» **Data shown**
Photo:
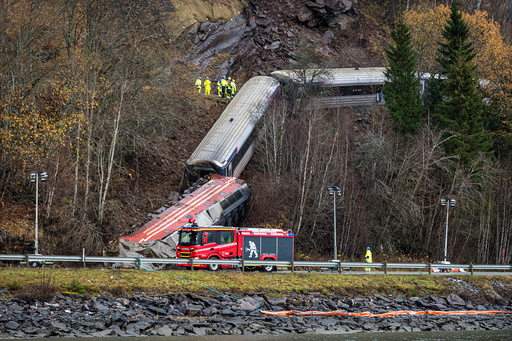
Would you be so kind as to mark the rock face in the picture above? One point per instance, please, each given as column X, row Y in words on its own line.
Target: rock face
column 162, row 315
column 266, row 35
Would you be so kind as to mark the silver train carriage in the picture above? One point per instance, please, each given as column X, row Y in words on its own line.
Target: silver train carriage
column 348, row 86
column 228, row 146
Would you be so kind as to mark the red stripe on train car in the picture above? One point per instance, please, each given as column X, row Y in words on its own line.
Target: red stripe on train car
column 178, row 215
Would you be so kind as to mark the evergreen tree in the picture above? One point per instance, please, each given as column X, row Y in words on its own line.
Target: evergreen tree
column 461, row 108
column 401, row 89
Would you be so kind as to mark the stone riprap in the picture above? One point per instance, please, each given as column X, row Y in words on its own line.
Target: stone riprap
column 72, row 315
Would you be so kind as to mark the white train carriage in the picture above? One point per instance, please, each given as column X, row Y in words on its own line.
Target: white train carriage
column 349, row 86
column 228, row 146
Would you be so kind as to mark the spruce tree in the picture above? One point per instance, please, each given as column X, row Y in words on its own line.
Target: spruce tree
column 461, row 108
column 401, row 89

» **What to produce**
Can you quote exactly the lines from the one containing "Would you be so kind as to mark the white" through the last line of the records above, and nothing else?

» **The solution**
Would you be so kind as to mark the white train carriage in the picture above? One point per instance, please, each given as column X, row Y in words on its own line.
Target: white train carriage
column 349, row 86
column 228, row 146
Would you be so kind as to mark the spruce tree in the picture above? One point per instance, please, each given as column X, row Y in words on its own line.
Target: spruce tree
column 461, row 108
column 401, row 89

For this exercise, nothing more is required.